Data for analysis |
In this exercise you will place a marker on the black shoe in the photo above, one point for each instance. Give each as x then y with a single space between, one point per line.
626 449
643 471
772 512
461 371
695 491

The problem | Return the full listing, word for word.

Response |
In this exercise you will place a marker on the black shoe in the photo above, one point for each instance. Give each as x then y with a single space between, one point per line.
626 449
643 471
772 512
461 371
695 491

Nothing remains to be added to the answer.